Pointing dataset records
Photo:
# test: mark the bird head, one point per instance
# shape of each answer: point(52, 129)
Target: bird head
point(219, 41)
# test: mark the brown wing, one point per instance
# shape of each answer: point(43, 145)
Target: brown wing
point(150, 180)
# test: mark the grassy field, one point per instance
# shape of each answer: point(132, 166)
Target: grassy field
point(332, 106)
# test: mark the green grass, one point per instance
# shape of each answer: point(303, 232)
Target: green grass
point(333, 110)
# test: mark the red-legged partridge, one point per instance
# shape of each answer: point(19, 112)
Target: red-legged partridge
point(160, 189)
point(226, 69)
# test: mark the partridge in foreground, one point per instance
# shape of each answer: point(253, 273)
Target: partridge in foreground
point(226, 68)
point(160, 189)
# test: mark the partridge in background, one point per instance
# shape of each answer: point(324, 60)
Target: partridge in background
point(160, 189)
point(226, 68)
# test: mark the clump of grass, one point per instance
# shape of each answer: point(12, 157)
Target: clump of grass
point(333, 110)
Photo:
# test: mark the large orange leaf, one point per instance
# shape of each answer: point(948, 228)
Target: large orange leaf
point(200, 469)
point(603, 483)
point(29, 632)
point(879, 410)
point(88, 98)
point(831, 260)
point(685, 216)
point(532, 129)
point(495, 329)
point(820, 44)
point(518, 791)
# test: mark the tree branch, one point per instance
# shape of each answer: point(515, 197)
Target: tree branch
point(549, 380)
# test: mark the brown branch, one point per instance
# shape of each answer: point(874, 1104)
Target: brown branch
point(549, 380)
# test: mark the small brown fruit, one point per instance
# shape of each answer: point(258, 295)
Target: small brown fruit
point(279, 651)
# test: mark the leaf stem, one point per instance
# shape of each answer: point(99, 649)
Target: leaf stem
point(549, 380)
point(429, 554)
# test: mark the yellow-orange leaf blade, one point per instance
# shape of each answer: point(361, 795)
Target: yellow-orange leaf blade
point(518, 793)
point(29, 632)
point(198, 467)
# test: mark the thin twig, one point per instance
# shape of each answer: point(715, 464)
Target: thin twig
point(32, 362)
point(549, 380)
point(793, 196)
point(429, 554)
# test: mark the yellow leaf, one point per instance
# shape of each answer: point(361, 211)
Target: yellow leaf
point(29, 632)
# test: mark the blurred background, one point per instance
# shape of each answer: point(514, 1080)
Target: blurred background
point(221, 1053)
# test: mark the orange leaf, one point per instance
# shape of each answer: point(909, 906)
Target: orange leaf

§ **Work to be completed**
Recast the lines from the one containing "# test: mark the thin" through the end of the records as a Markdown table with the columns No. and Line. Number each row and leave out any blank lines.

§ **Output below**
| No. | Line |
|---|---|
| 1 | # test: mark the thin twig, one point per instance |
| 2 | # shape of each answer: point(715, 464) |
| 3 | Target: thin twig |
| 4 | point(32, 362) |
| 5 | point(549, 380) |
| 6 | point(793, 196) |
| 7 | point(429, 554) |
| 8 | # test: mark the yellow leaf, one point per instance |
| 9 | # shape of each answer: point(361, 211) |
| 10 | Target: yellow leaf |
| 11 | point(29, 632) |
| 12 | # test: mark the blurred background, one point per instance |
| 13 | # shape of each answer: point(514, 1080) |
| 14 | Target: blurred background |
| 15 | point(221, 1053) |
| 16 | # test: mark the orange leaf, one point per instance |
| 17 | # shape of each answer: point(909, 906) |
| 18 | Target: orange leaf |